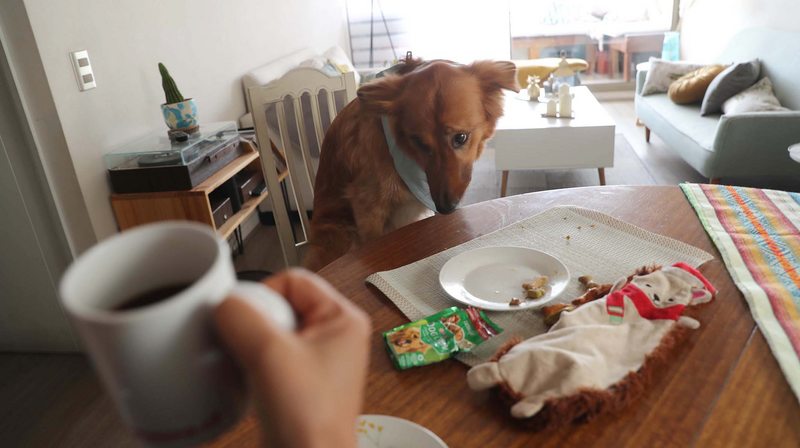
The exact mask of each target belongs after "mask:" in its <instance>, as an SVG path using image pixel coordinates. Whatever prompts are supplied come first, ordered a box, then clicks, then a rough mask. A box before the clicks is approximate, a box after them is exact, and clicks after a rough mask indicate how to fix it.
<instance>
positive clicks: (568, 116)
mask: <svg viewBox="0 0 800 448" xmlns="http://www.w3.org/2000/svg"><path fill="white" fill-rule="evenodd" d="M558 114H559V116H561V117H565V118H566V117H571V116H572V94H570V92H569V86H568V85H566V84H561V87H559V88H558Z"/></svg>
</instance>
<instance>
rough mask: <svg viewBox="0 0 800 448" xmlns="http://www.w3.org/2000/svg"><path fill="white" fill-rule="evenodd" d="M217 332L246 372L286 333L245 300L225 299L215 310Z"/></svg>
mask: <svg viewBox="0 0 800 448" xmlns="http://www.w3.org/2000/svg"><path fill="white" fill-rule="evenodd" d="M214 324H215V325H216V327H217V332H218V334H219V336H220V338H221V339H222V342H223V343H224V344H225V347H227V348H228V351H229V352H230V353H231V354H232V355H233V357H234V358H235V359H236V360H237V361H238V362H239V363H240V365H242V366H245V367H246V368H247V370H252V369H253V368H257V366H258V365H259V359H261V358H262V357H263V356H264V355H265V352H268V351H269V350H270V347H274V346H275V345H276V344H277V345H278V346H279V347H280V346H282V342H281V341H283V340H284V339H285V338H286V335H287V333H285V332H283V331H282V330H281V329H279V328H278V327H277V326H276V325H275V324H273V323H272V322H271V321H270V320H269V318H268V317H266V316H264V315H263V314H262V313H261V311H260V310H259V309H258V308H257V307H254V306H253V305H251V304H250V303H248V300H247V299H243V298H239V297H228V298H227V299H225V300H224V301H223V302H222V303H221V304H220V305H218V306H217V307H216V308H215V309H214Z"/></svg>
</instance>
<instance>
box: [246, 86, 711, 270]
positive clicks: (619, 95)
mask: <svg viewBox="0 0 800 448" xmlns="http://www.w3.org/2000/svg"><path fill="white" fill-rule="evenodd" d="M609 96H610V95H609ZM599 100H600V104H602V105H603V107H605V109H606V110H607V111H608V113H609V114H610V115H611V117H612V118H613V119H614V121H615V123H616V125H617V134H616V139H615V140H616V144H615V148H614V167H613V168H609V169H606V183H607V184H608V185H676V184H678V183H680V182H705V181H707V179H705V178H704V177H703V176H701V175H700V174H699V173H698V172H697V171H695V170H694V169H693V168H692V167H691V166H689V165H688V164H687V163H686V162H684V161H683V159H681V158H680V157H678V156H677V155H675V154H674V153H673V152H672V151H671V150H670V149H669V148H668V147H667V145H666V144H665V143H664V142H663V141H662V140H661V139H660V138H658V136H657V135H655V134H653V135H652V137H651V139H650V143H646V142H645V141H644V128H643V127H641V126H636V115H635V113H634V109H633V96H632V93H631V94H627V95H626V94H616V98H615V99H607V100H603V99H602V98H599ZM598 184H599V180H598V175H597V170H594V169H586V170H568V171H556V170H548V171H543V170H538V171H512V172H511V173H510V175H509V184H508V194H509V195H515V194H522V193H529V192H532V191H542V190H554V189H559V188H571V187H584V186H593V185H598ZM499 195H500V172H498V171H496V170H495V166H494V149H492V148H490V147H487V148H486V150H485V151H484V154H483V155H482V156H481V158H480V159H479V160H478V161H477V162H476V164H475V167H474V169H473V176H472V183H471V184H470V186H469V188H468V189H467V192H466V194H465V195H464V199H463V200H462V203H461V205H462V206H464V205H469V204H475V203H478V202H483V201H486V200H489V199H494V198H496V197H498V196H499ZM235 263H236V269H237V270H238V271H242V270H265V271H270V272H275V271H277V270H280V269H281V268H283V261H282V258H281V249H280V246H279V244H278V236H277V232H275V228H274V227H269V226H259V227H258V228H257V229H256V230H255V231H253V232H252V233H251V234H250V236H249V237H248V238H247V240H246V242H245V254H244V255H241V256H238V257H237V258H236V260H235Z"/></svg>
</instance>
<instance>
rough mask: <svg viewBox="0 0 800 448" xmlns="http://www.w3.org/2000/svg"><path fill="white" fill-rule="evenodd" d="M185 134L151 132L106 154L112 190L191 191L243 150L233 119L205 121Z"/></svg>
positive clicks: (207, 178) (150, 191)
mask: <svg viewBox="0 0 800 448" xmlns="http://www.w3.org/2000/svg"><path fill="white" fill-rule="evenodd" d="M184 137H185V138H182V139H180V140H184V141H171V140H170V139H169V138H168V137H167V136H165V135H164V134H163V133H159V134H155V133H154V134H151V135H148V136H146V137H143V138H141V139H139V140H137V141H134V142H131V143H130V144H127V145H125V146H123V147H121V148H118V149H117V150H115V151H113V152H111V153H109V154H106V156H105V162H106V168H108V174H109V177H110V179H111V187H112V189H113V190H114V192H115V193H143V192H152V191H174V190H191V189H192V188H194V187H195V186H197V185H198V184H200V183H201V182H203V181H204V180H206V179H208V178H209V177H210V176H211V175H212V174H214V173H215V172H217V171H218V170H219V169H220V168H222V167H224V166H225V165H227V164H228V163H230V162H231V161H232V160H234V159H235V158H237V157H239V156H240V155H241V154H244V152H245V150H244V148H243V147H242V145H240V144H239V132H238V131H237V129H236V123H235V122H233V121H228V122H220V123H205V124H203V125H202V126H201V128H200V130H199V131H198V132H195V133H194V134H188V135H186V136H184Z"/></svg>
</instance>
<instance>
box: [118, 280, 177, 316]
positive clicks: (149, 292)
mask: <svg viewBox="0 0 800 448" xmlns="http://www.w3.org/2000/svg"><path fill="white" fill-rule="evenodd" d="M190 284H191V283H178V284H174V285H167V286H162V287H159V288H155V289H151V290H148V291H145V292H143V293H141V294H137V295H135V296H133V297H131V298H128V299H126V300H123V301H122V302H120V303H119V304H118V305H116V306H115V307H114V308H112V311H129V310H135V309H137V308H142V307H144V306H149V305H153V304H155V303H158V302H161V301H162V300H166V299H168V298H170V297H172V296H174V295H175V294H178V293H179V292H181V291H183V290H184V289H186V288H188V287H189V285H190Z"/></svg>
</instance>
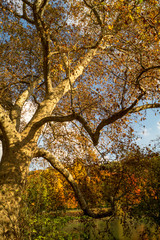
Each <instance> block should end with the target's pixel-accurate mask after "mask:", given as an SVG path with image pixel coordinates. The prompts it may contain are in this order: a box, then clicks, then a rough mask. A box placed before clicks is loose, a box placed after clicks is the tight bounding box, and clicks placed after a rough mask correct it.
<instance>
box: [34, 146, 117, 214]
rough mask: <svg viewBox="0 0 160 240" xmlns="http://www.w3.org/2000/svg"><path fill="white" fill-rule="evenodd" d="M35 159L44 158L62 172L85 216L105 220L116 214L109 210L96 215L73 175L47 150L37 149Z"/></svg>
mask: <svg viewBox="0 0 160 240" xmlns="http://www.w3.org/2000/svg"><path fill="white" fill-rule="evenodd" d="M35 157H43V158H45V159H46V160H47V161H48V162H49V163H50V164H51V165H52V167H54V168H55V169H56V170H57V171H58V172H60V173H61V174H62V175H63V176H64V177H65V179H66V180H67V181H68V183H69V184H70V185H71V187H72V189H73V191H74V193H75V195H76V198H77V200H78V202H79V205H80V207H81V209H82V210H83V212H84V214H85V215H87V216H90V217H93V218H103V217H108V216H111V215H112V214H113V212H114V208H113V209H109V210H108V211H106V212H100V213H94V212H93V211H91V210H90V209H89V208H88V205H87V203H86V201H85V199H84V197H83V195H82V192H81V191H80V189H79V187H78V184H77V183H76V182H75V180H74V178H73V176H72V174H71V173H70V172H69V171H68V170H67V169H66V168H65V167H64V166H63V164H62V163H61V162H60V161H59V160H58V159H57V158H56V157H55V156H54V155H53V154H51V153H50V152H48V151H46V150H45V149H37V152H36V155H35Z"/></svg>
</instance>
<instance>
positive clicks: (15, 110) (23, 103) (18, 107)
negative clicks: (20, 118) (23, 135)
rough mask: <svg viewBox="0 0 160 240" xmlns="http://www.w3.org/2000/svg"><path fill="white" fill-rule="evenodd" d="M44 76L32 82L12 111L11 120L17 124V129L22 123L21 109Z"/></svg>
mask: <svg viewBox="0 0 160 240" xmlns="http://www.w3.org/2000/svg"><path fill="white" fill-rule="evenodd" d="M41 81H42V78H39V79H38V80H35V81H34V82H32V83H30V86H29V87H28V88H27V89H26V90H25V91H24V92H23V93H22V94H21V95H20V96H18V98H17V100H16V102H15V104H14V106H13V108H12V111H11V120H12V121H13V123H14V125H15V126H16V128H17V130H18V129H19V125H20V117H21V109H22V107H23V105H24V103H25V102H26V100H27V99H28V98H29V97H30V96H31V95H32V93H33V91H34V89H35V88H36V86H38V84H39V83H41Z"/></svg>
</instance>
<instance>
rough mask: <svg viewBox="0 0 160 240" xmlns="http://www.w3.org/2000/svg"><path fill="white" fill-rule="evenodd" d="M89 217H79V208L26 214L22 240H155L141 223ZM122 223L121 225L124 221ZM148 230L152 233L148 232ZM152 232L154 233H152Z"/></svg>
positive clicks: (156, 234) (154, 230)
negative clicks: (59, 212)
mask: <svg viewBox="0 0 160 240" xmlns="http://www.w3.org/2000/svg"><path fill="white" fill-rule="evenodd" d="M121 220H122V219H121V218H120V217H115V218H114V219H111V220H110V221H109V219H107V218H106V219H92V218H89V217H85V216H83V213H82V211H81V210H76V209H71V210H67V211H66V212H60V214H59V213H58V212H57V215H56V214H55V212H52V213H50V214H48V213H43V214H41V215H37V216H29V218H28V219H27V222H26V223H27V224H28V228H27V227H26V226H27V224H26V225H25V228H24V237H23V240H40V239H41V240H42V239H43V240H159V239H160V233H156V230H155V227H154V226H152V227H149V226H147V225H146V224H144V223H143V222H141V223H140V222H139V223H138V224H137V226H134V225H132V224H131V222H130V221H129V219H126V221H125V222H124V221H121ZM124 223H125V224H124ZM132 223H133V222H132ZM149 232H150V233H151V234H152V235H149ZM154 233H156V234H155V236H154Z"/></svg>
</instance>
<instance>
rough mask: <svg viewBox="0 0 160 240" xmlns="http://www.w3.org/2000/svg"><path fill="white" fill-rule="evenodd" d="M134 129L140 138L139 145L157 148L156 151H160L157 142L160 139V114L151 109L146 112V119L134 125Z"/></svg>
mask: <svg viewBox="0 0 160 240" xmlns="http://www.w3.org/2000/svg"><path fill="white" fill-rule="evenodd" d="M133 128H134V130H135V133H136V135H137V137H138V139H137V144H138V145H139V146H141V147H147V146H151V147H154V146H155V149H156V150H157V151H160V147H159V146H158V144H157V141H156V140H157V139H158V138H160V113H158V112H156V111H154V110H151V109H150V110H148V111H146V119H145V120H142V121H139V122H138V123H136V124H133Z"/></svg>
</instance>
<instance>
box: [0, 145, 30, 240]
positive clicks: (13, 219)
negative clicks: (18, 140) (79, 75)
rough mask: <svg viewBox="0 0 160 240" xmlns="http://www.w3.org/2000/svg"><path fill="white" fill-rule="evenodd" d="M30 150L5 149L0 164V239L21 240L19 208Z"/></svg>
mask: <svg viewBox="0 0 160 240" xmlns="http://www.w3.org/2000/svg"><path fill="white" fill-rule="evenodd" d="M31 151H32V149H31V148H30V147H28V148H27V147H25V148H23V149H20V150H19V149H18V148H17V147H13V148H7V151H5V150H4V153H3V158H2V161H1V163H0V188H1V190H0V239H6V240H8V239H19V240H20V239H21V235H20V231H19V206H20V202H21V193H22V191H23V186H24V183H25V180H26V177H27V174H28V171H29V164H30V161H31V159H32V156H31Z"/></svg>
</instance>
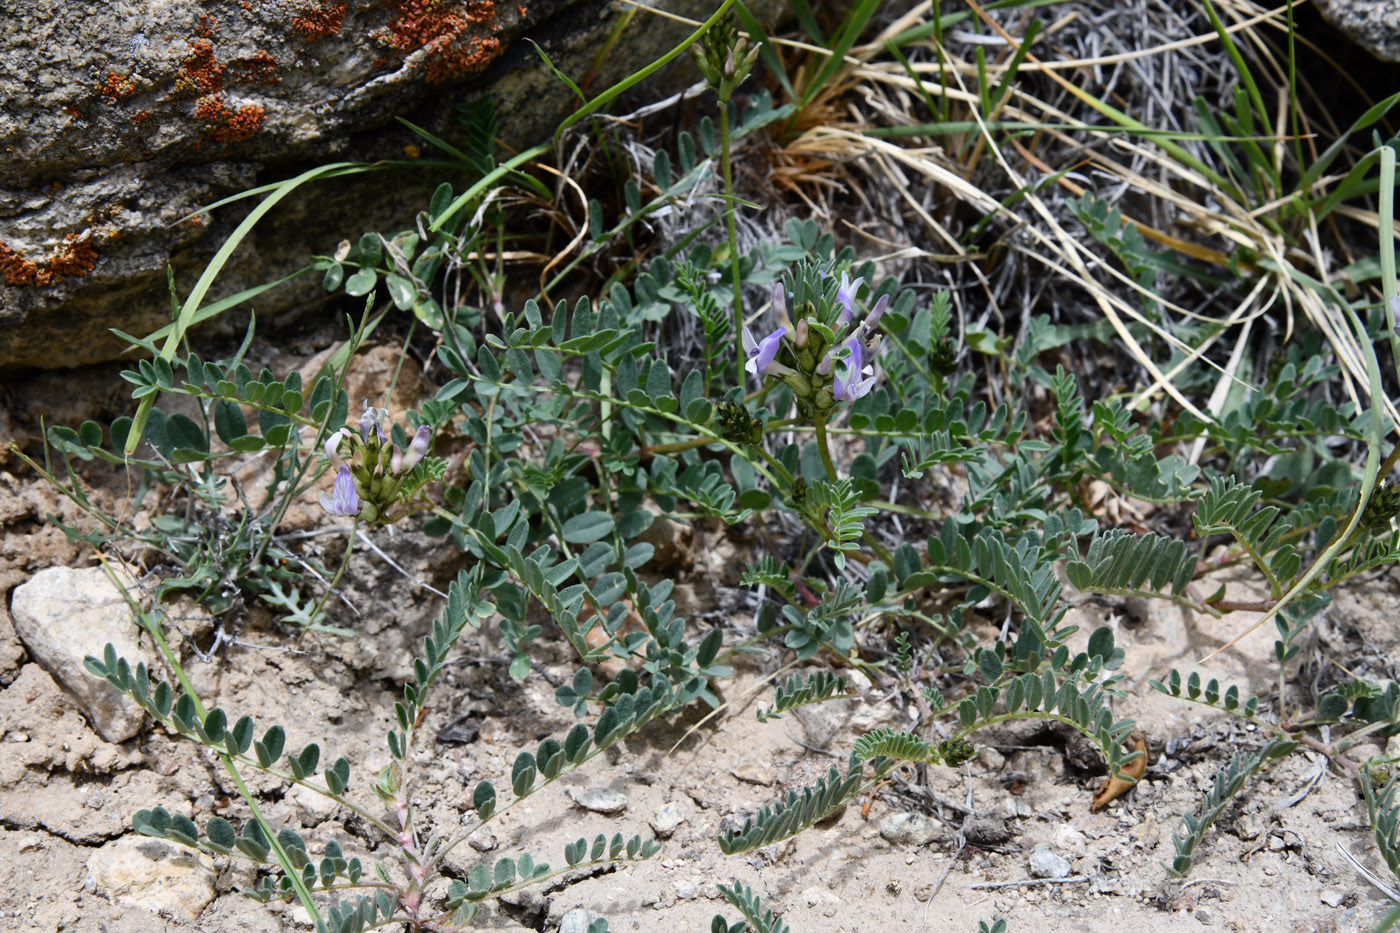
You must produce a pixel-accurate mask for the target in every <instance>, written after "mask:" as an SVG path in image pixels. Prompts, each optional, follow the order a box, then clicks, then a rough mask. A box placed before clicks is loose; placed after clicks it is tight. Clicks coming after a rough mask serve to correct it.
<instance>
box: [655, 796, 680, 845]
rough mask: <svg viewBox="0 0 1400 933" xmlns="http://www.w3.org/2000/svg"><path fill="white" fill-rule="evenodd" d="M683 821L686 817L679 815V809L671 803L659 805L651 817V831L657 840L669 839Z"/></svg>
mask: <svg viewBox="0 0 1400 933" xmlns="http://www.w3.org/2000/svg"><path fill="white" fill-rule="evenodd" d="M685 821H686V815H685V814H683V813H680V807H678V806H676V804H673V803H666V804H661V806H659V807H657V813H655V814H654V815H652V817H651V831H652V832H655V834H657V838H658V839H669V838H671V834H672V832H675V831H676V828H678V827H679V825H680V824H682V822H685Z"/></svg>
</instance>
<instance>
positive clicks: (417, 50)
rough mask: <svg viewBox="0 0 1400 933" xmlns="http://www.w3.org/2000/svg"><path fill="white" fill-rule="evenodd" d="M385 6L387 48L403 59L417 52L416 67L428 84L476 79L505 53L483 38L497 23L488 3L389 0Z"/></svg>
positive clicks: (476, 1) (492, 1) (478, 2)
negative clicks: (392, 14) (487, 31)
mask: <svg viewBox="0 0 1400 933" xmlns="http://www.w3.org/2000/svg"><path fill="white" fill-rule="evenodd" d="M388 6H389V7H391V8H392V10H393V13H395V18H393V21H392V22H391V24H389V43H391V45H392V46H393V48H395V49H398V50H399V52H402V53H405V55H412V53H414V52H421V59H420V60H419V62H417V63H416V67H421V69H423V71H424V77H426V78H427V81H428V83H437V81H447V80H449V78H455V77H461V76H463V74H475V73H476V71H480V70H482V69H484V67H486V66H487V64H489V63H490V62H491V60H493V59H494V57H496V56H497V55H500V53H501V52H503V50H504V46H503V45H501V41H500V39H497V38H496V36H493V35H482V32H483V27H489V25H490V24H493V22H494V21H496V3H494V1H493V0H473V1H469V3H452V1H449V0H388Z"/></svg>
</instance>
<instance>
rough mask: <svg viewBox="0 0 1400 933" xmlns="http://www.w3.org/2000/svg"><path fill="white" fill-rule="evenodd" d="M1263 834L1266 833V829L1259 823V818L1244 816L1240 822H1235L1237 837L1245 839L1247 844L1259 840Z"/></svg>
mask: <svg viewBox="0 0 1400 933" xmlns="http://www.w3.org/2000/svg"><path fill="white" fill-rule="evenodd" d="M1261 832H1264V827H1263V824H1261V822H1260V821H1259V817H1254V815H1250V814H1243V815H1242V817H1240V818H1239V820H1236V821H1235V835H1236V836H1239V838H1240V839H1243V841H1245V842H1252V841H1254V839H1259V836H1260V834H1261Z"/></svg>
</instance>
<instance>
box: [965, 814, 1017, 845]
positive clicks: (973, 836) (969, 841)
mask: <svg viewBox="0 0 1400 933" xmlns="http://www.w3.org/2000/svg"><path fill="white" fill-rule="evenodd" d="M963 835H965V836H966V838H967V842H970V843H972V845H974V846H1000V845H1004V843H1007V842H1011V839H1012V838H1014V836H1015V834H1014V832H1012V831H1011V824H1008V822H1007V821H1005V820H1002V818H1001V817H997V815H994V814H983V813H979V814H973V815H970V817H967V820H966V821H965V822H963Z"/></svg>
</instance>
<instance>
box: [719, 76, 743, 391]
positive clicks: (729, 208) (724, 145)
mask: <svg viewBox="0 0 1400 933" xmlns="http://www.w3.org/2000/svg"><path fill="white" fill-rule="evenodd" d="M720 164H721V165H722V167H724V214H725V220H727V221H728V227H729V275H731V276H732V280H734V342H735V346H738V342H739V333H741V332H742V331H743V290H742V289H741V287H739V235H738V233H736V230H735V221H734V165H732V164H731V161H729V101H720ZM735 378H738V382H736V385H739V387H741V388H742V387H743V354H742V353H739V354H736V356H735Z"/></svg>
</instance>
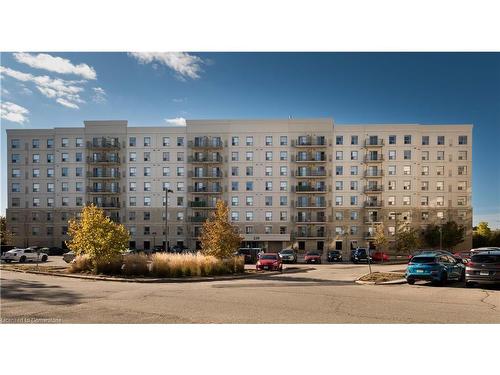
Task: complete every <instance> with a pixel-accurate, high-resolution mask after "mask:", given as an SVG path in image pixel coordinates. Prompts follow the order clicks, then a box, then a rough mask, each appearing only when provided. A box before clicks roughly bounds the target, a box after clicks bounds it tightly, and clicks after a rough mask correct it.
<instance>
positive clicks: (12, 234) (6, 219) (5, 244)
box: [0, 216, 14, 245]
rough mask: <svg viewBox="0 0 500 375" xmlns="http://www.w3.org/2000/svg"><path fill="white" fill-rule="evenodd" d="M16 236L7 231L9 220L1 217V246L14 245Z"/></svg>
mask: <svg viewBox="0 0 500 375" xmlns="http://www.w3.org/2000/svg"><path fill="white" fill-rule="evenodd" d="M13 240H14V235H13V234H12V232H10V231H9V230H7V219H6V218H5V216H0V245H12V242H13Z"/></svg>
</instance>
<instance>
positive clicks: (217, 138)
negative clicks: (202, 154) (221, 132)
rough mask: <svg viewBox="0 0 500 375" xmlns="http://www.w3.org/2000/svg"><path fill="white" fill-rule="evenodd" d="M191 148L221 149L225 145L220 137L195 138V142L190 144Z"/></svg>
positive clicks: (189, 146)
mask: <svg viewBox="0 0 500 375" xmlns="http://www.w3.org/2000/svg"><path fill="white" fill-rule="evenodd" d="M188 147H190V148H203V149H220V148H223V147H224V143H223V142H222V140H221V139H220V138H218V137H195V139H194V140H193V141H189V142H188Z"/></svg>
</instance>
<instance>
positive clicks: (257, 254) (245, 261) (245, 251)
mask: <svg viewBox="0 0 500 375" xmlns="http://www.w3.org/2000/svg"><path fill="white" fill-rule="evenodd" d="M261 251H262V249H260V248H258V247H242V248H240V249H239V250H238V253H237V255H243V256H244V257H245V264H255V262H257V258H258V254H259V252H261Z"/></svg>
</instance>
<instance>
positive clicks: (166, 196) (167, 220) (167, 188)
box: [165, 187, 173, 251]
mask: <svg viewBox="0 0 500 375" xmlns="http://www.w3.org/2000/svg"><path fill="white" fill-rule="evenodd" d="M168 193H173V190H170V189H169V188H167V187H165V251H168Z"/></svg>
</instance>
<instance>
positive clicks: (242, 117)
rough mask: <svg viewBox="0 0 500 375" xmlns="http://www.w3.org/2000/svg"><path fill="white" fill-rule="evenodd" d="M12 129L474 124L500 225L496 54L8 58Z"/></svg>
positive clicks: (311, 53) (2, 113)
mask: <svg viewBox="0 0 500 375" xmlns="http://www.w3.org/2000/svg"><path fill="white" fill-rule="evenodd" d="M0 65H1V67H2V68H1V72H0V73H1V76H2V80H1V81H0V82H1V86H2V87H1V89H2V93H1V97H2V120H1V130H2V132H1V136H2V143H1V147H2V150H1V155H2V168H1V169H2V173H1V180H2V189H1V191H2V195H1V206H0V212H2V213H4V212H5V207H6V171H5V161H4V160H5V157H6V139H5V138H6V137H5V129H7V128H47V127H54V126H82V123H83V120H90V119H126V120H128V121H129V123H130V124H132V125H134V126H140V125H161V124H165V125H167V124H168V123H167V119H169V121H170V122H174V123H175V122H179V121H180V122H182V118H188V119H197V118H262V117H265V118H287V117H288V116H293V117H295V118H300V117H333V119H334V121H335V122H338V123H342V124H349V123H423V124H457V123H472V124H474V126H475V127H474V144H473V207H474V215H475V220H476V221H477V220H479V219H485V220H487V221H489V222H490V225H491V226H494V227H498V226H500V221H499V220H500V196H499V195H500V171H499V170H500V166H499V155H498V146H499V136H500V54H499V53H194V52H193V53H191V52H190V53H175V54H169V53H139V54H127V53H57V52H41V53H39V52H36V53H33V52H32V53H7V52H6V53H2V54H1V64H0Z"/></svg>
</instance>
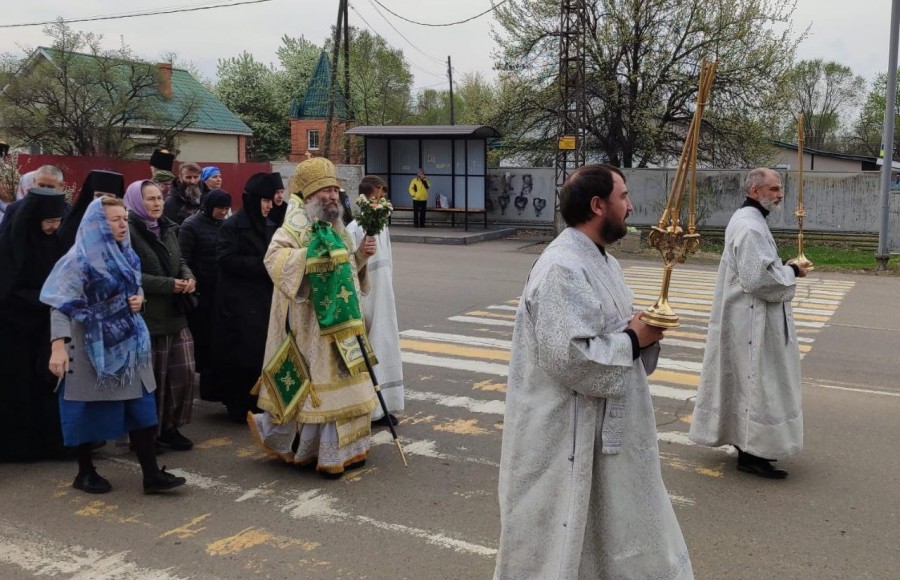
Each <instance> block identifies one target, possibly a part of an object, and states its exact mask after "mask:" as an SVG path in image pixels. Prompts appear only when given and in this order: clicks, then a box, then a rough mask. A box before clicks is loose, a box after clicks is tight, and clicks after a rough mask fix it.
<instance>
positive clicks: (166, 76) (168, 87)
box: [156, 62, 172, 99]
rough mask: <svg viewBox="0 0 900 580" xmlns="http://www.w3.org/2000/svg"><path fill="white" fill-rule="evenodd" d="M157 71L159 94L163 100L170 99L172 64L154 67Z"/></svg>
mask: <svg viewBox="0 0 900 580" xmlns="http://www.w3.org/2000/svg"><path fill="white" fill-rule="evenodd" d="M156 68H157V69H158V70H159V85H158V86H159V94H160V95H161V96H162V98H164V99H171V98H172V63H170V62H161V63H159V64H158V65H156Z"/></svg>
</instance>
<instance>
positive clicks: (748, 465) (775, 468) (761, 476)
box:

**Problem requirements:** Copy the stretch from the line containing "71L159 94L163 100L170" through the end of the records, keeping every character unchanged.

**Solution for this exercise:**
rough mask: <svg viewBox="0 0 900 580" xmlns="http://www.w3.org/2000/svg"><path fill="white" fill-rule="evenodd" d="M157 71L159 94L163 100L170 99L172 64L154 67Z"/></svg>
mask: <svg viewBox="0 0 900 580" xmlns="http://www.w3.org/2000/svg"><path fill="white" fill-rule="evenodd" d="M156 68H157V69H158V70H159V85H158V86H159V94H160V95H161V96H162V98H164V99H171V98H172V63H170V62H161V63H159V64H158V65H156Z"/></svg>
</instance>
<instance>
positive clicks: (748, 465) (775, 468) (761, 476)
box:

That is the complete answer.